__Page excerpt__.
#####
With the assistance of the Green Mountain Institute for Environmental Democracy (GMI), NEGIP enlisted the cooperation of approximately one hundred individuals in state environmental management agencies, state health departments, EPA- New England, and EPA-Headquarters, to identify the specific characteristics of the data collected by each agency that would support the example indicators (e.g., dates available, spatial coverage, quality, comparability, methodology). Steps taken in the data screening process are described below.

May 1998 Verification, reconciliation, and refinement of indicators
As described above, the Steering Committee and GMI met to consider the original indicator list. The Steering Committee refined the language of each indicator to clarify its meaning and to correlate with similar CPMs.

June 1998 Identification of data and staff
The Steering Committee identified staff within their agencies to help document existing data sets, and the specific ability of these data to support the indicators. SC members furnished GMI with lists of contacts and phone numbers.

June 1998 Development of screening tool
GMI and the SC developed a screening survey, tailored to each indicator. The surveys posed questions about the data available to support the measures, including temporal and spatial coverage, methodology and quality, and availability. The "screening tools" were reviewed by SC members and their agency staff, revised, and distributed to the designated contacts prior to phone interviews.

June - August 1998 Screening of the data

GMI contacted the designated staff, and conducted brief phone interviews based in part on the questions from the screening surveys.

August - September 1998 Production of data catalog

GMI reviewed the results of the interviews, and compiled a catalog of data available for each indicator, for each state and EPA - New England. GMI summarized and compared the availability, quality, and consistency of data for each indicator across the region, focusing on a) whether or not all the states could support the indicator, and b) how similar in quality/methodology the data are among states. (See Appendix A: Indicator Data Catalog).

September 1998 Discussions of the implications
The Steering Committee reviewed and discussed the findings of the data screening, its implications, lessons learned, and potential next steps based on substantive findings for New England.

November 1998 Recommendations
The Steering Committee considered recommendations based on the lessons learned from this process. Final recommendations are offered on suggested next steps for New England, the ongoing CPM development process, and for indicator development generally.
#####
__Dataset content__.
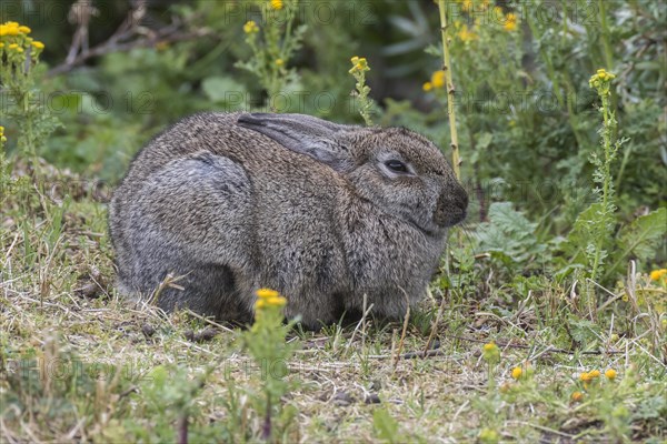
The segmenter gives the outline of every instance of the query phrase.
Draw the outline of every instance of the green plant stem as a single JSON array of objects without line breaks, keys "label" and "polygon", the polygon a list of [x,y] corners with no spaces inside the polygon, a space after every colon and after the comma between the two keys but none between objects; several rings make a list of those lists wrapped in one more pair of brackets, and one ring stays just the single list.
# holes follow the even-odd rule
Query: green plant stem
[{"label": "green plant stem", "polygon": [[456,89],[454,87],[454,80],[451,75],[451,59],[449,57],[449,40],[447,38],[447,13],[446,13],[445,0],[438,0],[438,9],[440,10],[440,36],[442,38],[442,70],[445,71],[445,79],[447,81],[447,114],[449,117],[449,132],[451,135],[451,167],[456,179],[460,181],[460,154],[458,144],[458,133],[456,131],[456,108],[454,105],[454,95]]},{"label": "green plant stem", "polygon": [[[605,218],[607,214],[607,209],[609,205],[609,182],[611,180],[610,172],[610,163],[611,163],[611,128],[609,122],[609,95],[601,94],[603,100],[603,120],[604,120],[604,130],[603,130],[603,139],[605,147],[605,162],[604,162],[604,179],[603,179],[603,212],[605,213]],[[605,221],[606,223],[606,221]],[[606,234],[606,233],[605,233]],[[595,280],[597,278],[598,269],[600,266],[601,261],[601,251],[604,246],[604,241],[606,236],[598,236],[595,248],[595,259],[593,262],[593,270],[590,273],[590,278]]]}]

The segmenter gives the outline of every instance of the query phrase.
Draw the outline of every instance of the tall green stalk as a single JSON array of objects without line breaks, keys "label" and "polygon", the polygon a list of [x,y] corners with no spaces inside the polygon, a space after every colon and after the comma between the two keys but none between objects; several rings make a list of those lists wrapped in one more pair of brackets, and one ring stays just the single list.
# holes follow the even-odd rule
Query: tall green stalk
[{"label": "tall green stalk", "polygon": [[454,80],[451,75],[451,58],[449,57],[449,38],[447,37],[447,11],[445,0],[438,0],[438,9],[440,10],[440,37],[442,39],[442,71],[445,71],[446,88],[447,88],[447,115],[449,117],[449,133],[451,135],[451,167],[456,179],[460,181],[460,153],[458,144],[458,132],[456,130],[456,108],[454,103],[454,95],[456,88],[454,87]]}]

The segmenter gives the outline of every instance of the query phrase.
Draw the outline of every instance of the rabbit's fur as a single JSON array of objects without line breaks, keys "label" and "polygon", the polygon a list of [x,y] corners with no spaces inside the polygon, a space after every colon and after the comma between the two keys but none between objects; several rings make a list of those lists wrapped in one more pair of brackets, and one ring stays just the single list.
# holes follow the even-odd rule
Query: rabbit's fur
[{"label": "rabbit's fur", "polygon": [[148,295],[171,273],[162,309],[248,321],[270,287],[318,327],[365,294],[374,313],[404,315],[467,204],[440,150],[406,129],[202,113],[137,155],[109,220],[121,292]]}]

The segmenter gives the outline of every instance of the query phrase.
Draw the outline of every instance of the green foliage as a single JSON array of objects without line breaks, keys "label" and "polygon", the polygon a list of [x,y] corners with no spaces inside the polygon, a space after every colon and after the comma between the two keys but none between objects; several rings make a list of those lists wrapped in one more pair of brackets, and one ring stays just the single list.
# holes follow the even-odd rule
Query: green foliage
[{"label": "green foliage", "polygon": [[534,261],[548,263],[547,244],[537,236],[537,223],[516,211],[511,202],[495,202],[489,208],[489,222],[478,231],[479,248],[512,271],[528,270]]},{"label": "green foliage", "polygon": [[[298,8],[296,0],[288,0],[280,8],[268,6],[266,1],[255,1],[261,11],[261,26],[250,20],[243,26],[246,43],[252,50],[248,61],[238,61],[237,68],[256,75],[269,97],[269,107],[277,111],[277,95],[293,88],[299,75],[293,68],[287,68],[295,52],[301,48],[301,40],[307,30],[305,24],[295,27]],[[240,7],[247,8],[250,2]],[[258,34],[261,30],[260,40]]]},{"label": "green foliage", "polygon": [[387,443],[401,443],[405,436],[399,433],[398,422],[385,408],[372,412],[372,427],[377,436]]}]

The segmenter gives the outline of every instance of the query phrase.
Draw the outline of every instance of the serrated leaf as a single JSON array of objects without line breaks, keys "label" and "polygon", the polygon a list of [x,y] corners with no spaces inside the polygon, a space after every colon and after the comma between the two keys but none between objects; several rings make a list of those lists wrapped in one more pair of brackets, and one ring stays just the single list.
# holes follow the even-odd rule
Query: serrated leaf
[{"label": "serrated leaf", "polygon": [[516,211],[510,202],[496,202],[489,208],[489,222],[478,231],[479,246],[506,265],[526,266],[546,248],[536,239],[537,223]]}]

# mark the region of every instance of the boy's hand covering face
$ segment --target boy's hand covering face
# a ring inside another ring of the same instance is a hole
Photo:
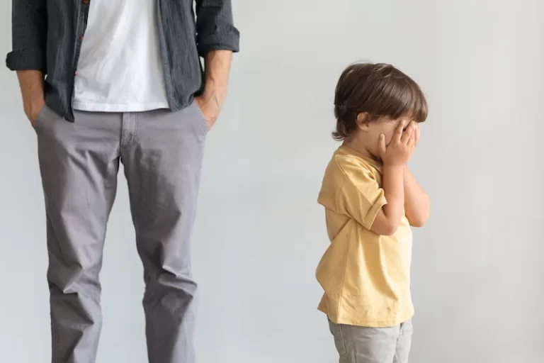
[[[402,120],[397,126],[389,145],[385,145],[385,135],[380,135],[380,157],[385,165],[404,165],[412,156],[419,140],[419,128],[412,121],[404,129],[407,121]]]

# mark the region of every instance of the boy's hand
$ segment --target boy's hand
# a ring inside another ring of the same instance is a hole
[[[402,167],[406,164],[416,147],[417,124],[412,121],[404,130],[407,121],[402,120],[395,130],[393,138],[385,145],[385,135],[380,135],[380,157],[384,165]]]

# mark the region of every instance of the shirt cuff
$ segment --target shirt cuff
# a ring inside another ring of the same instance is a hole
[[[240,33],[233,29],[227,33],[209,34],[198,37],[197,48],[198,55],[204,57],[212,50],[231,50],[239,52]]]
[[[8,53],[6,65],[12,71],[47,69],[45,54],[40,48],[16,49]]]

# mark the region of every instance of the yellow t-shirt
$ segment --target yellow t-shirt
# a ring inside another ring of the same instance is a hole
#####
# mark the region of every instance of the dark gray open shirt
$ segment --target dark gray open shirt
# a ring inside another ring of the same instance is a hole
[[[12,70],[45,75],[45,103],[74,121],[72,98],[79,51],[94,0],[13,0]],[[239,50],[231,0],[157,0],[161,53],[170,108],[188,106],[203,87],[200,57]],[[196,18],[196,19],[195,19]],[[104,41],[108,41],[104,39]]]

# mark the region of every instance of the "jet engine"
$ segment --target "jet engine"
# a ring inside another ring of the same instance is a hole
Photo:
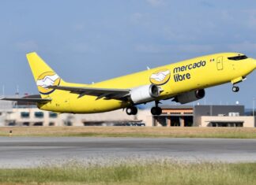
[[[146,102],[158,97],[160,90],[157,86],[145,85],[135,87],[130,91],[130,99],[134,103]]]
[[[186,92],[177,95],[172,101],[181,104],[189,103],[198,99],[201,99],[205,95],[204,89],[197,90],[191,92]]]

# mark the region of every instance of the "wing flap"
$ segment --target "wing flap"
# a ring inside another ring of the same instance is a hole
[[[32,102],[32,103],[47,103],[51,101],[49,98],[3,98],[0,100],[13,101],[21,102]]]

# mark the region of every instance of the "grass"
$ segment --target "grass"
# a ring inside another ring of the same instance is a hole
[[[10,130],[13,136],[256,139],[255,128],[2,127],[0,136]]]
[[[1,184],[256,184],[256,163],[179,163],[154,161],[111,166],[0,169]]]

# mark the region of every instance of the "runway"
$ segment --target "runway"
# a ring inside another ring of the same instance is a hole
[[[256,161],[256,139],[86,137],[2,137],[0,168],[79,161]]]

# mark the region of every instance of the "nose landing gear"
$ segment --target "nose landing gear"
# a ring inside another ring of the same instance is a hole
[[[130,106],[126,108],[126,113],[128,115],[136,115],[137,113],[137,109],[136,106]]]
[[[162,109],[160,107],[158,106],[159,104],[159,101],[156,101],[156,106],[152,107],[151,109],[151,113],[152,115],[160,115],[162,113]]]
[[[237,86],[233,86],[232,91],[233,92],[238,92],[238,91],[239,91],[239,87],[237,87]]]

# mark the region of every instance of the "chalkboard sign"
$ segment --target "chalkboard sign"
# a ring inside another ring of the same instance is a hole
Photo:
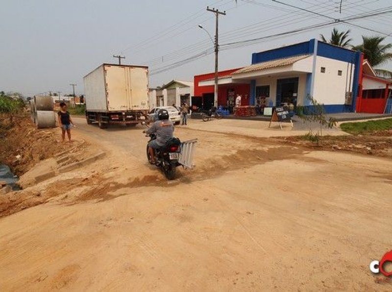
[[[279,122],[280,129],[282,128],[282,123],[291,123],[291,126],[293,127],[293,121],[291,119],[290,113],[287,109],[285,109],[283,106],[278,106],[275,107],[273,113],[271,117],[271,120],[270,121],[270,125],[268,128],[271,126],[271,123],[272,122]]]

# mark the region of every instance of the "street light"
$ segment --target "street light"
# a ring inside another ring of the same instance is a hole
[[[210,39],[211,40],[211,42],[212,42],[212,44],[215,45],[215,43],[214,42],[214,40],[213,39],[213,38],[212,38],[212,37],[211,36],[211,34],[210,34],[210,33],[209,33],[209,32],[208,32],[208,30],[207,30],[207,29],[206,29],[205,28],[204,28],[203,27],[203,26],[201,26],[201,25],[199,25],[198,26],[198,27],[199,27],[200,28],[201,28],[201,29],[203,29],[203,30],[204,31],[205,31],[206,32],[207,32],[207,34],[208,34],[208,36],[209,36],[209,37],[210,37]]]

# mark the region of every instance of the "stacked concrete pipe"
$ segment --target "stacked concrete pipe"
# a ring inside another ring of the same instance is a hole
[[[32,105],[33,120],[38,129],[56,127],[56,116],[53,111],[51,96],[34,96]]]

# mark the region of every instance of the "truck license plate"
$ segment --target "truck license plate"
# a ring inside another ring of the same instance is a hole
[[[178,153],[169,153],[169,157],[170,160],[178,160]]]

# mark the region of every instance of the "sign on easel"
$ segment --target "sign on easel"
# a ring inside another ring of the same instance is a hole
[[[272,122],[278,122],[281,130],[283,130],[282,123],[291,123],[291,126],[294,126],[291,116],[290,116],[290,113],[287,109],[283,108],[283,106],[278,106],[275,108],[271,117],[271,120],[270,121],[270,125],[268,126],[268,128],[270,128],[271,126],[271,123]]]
#####
__Task instructions__.
1. Using the data screening excerpt, decide whether each statement agrees with it. For each one, answer yes or no and quote the words that decide it. (a) GMI carried out the phone interviews with agency staff. (b) One identical screening survey was used for every indicator. (c) The final recommendations were considered in September 1998.
2. Put this sentence from the data screening excerpt into Spanish: "SC members furnished GMI with lists of contacts and phone numbers."
3. From the data screening excerpt, write out word for word the part that opens with the words containing "June 1998 Identification" and closes with "the screening surveys.".

__Answers in order__.
1.
(a) Yes: "GMI contacted the designated staff, and conducted brief phone interviews based in part on the questions from the screening surveys."
(b) No: "GMI and the SC developed a screening survey, tailored to each indicator."
(c) No: "November 1998 Recommendations"

2. Los miembros del SC proporcionaron a GMI listas de contactos y números de teléfono.

3.
June 1998 Identification of data and staff
The Steering Committee identified staff within their agencies to help document existing data sets, and the specific ability of these data to support the indicators. SC members furnished GMI with lists of contacts and phone numbers.

June 1998 Development of screening tool
GMI and the SC developed a screening survey, tailored to each indicator. The surveys posed questions about the data available to support the measures, including temporal and spatial coverage, methodology and quality, and availability. The "screening tools" were reviewed by SC members and their agency staff, revised, and distributed to the designated contacts prior to phone interviews.

June - August 1998 Screening of the data

GMI contacted the designated staff, and conducted brief phone interviews based in part on the questions from the screening surveys.